(Stored records)
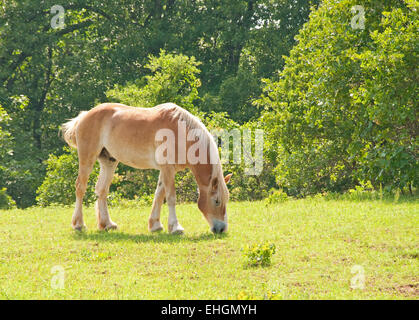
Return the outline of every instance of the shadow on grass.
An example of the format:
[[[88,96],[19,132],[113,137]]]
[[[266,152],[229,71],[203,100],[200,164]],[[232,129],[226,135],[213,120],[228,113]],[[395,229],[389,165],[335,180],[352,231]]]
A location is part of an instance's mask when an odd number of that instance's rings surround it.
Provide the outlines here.
[[[158,242],[158,243],[179,243],[179,242],[201,242],[213,241],[227,237],[226,234],[203,233],[197,236],[188,235],[172,235],[168,233],[152,233],[152,234],[131,234],[121,231],[96,231],[85,232],[75,231],[73,238],[75,240],[93,240],[98,242],[117,242],[117,241],[133,241],[137,243]]]

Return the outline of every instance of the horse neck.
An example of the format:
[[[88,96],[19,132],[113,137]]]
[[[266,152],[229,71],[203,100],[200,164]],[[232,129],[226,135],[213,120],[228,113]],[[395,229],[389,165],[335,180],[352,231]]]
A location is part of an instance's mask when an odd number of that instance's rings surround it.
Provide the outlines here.
[[[190,167],[199,189],[208,187],[212,176],[217,175],[217,164],[195,164]]]
[[[208,153],[207,153],[207,163],[197,163],[195,165],[190,165],[190,169],[195,176],[198,187],[201,190],[202,188],[208,187],[212,177],[217,177],[222,174],[221,161],[218,155],[218,149],[214,143],[211,143],[212,137],[208,137]]]

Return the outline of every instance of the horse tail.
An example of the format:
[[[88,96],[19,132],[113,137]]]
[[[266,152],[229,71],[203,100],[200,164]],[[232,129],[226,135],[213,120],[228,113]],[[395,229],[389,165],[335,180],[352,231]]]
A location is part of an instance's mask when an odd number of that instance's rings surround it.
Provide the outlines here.
[[[63,138],[70,147],[77,148],[77,141],[76,141],[77,125],[80,123],[80,120],[82,120],[86,114],[87,114],[87,111],[80,112],[80,114],[77,117],[64,123],[61,127]]]

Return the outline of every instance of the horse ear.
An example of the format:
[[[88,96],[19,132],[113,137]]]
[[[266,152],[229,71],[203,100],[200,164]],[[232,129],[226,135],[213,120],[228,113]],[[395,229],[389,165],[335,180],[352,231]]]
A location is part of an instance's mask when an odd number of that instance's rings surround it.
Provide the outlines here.
[[[226,176],[224,177],[224,181],[225,181],[225,183],[226,183],[226,184],[230,182],[230,179],[231,179],[231,176],[232,176],[232,175],[233,175],[232,173],[229,173],[228,175],[226,175]]]

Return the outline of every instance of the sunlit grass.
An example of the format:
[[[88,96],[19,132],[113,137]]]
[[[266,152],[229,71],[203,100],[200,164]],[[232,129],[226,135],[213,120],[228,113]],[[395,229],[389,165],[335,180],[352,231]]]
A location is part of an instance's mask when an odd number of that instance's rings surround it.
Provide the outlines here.
[[[71,208],[0,211],[2,299],[417,299],[417,201],[324,199],[229,205],[229,231],[214,236],[195,204],[177,206],[182,236],[150,234],[150,208],[112,208],[119,229],[70,227]],[[162,212],[167,221],[167,207]],[[268,267],[245,267],[241,249],[276,246]],[[365,288],[351,289],[360,265]],[[54,266],[64,288],[51,287]],[[246,293],[246,294],[243,294]]]

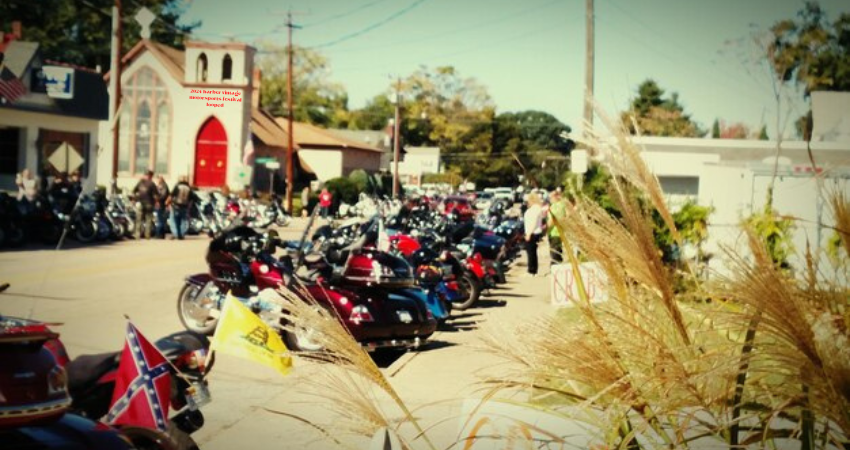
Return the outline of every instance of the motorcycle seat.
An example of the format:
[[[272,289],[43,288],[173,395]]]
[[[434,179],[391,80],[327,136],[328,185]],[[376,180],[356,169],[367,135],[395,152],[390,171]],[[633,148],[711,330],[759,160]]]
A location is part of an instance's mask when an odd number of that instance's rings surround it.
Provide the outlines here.
[[[156,341],[156,348],[169,361],[174,361],[179,356],[194,350],[209,347],[209,341],[206,337],[200,336],[188,331],[180,331],[177,333],[165,336]]]
[[[68,391],[75,397],[94,386],[97,380],[118,367],[119,352],[81,355],[65,366],[68,374]]]

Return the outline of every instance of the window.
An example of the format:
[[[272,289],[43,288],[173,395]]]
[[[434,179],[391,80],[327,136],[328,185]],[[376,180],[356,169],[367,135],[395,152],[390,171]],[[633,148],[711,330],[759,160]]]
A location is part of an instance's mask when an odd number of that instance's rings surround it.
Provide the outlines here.
[[[230,55],[224,55],[224,61],[221,63],[221,80],[230,81],[233,78],[233,59]]]
[[[18,173],[20,136],[20,128],[0,128],[0,174]]]
[[[201,56],[198,57],[198,65],[195,70],[197,71],[197,81],[207,81],[207,54],[201,53]]]
[[[118,171],[138,175],[169,171],[171,99],[165,84],[142,67],[124,84],[119,117]]]

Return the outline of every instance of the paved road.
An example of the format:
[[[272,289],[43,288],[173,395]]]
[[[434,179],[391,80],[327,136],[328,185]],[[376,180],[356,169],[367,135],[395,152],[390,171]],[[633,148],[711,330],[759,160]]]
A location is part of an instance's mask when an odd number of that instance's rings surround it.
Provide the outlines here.
[[[298,238],[303,222],[284,229],[282,237]],[[185,241],[123,241],[54,251],[24,249],[0,252],[0,281],[12,287],[0,295],[0,312],[63,322],[58,327],[71,357],[117,351],[123,345],[126,321],[151,339],[182,329],[176,314],[177,293],[187,274],[206,269],[208,239]],[[541,257],[545,249],[540,250]],[[546,267],[545,259],[542,267]],[[521,277],[515,267],[504,288],[485,296],[479,307],[456,312],[425,349],[401,358],[382,360],[392,385],[411,408],[435,400],[417,414],[436,423],[460,412],[460,399],[473,398],[476,381],[500,361],[474,348],[482,327],[511,328],[551,311],[548,280]],[[296,361],[294,374],[280,377],[262,366],[229,356],[217,358],[210,375],[213,402],[204,409],[206,425],[195,438],[203,449],[329,448],[315,430],[265,409],[311,419],[328,417],[328,405],[305,397],[299,385],[317,366]],[[432,439],[446,448],[454,439],[457,420],[435,428]]]

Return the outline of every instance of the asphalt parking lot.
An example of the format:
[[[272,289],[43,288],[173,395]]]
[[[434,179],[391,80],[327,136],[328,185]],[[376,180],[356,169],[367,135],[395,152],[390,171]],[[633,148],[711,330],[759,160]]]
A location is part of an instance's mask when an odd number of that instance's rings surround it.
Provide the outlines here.
[[[300,237],[303,222],[281,230],[285,239]],[[299,229],[302,228],[302,229]],[[0,313],[62,323],[55,328],[70,356],[118,351],[124,340],[125,316],[150,339],[182,330],[177,294],[187,275],[204,272],[209,239],[185,241],[121,241],[54,250],[29,247],[0,252],[0,282],[11,288],[0,294]],[[547,267],[545,248],[541,267]],[[465,398],[480,396],[476,382],[500,363],[476,349],[481,329],[511,328],[551,311],[545,278],[524,278],[514,267],[508,283],[490,292],[476,307],[456,311],[429,344],[400,357],[378,357],[393,387],[424,423],[436,423],[460,411]],[[544,269],[545,270],[545,269]],[[287,377],[256,364],[220,356],[209,378],[213,397],[204,408],[206,424],[194,435],[203,449],[330,448],[314,429],[267,409],[327,419],[327,404],[304,395],[305,379],[323,367],[295,360]],[[448,420],[430,434],[439,448],[456,438],[458,422]]]

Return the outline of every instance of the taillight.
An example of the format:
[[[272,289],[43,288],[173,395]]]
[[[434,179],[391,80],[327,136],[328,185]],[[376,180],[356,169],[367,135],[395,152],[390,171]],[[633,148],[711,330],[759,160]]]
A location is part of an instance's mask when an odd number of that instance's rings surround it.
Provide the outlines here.
[[[472,255],[472,259],[474,259],[475,261],[478,261],[479,263],[484,260],[484,258],[481,256],[481,253],[476,253],[476,254]]]
[[[56,366],[47,375],[47,395],[64,394],[68,390],[68,375],[65,369]]]
[[[443,250],[443,253],[440,254],[440,261],[448,261],[451,257],[452,253],[450,251]]]
[[[348,317],[348,320],[354,322],[356,325],[360,325],[363,322],[374,322],[375,318],[372,317],[372,313],[369,312],[369,308],[366,305],[357,305],[351,309],[351,315]]]

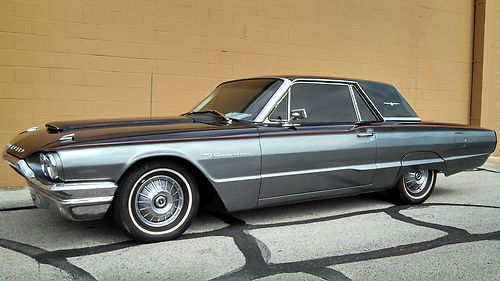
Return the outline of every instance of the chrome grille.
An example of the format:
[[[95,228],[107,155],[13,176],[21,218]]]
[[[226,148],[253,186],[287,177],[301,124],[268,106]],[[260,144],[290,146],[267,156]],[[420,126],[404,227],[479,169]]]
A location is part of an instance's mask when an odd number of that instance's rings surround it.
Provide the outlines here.
[[[17,152],[17,153],[23,153],[23,152],[24,152],[24,148],[19,147],[19,146],[16,146],[16,145],[13,145],[13,144],[11,144],[11,143],[9,143],[9,144],[7,145],[7,149],[8,149],[8,150],[15,151],[15,152]]]

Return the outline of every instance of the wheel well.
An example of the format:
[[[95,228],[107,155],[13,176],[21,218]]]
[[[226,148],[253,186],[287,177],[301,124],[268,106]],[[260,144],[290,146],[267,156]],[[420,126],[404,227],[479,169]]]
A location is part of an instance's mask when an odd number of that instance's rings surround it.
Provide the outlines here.
[[[436,152],[421,151],[408,153],[401,160],[400,174],[410,170],[446,171],[446,162]]]
[[[199,186],[199,191],[200,191],[200,207],[207,209],[207,210],[222,210],[226,211],[226,207],[224,206],[224,203],[222,202],[221,198],[219,197],[219,194],[215,190],[215,187],[212,185],[212,183],[208,180],[208,178],[205,176],[205,174],[198,169],[193,163],[189,162],[188,160],[177,157],[177,156],[155,156],[155,157],[148,157],[144,159],[140,159],[130,165],[125,172],[120,176],[118,179],[118,188],[120,188],[120,181],[125,177],[127,173],[130,171],[136,169],[137,167],[150,162],[150,161],[172,161],[176,162],[185,168],[187,168],[189,171],[193,173],[193,176],[196,178],[198,181],[198,186]]]

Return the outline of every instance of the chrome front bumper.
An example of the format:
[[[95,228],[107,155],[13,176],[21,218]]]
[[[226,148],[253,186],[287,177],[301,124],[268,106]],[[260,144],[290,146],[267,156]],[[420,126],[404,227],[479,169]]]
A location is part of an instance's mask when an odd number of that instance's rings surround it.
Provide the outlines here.
[[[22,174],[30,186],[33,203],[38,208],[54,210],[70,220],[104,217],[117,188],[111,181],[43,183],[26,162],[10,154],[4,160]]]

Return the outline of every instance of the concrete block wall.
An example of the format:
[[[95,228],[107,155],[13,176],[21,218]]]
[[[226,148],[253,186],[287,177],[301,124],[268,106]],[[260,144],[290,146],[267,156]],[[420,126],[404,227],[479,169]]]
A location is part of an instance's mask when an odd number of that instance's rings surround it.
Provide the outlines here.
[[[500,2],[475,0],[472,125],[500,132]],[[500,143],[496,154],[500,155]]]
[[[1,0],[0,143],[148,116],[151,92],[152,115],[176,115],[265,74],[394,83],[423,119],[468,124],[473,14],[473,0]],[[0,164],[0,186],[21,184]]]
[[[491,5],[489,7],[488,5]],[[488,1],[489,8],[489,28],[487,32],[491,41],[487,42],[489,56],[487,58],[486,81],[487,89],[483,95],[486,99],[486,115],[483,116],[482,126],[492,128],[497,131],[497,137],[500,138],[500,36],[498,28],[500,27],[500,1]],[[487,93],[486,93],[487,92]],[[500,156],[500,142],[497,142],[496,155]]]

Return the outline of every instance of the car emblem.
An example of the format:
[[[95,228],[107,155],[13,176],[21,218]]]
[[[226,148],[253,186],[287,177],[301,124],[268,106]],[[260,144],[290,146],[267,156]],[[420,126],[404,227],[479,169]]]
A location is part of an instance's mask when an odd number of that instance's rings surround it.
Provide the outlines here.
[[[204,153],[202,154],[204,158],[208,159],[220,159],[220,158],[241,158],[250,156],[250,152],[235,152],[235,153]]]
[[[395,106],[395,105],[399,105],[399,102],[384,102],[385,105],[390,105],[390,106]]]

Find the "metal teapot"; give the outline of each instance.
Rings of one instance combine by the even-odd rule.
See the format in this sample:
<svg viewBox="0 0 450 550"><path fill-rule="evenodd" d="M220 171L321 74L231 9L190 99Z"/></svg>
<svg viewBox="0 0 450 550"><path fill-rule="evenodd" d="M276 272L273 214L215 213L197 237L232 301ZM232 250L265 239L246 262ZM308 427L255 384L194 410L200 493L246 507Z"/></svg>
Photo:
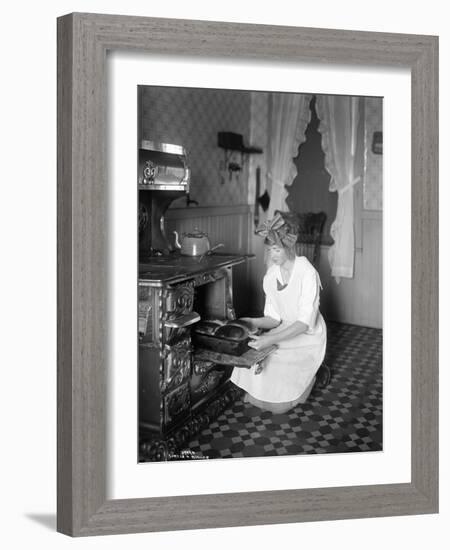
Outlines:
<svg viewBox="0 0 450 550"><path fill-rule="evenodd" d="M223 246L222 244L216 245L211 248L211 244L208 239L208 235L198 228L195 228L192 233L183 233L181 243L179 240L178 232L173 232L175 235L175 247L180 250L183 256L205 256L212 252L216 248Z"/></svg>

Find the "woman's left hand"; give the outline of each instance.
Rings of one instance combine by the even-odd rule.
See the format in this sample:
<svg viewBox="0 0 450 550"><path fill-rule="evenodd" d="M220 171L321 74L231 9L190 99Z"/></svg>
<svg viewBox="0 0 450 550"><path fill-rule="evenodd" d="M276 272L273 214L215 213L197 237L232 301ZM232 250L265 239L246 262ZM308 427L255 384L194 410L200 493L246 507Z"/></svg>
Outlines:
<svg viewBox="0 0 450 550"><path fill-rule="evenodd" d="M274 344L274 341L270 336L267 336L265 334L263 334L262 336L256 336L254 334L250 334L250 341L248 342L248 345L253 349L260 350L260 349L268 348L273 344Z"/></svg>

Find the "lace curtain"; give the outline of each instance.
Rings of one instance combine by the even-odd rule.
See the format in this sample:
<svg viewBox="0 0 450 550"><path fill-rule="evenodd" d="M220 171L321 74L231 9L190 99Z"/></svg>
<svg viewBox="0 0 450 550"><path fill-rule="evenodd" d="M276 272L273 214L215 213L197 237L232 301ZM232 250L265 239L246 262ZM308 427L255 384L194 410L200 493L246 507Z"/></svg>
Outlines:
<svg viewBox="0 0 450 550"><path fill-rule="evenodd" d="M354 173L359 98L317 96L316 111L325 167L331 175L330 191L338 193L336 219L330 229L334 245L330 247L329 261L331 274L339 282L341 277L352 278L354 270L353 186L360 179Z"/></svg>
<svg viewBox="0 0 450 550"><path fill-rule="evenodd" d="M293 159L305 141L305 130L311 119L311 95L273 93L269 98L269 155L267 191L270 204L267 217L275 210L286 210L287 191L294 181Z"/></svg>

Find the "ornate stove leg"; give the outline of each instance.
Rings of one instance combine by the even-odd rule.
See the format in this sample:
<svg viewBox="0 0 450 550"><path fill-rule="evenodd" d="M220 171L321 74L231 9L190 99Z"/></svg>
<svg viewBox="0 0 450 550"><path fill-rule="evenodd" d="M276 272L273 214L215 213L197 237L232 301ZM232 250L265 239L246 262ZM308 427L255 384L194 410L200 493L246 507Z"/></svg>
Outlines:
<svg viewBox="0 0 450 550"><path fill-rule="evenodd" d="M240 388L230 384L226 391L214 399L203 411L195 414L193 418L177 430L168 439L151 439L142 443L139 447L140 462L160 462L177 460L183 456L181 451L189 444L189 441L216 419L231 403L243 394ZM189 456L189 455L187 455Z"/></svg>

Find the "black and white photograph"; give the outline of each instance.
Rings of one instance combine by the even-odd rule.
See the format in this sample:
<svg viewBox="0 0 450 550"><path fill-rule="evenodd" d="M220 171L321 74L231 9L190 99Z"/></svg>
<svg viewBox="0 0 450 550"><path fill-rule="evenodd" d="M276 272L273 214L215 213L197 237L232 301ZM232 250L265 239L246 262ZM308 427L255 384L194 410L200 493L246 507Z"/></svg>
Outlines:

- PROBLEM DESCRIPTION
Say how many of the lines above include the word "each", giving the figure alone.

- YOUR SOLUTION
5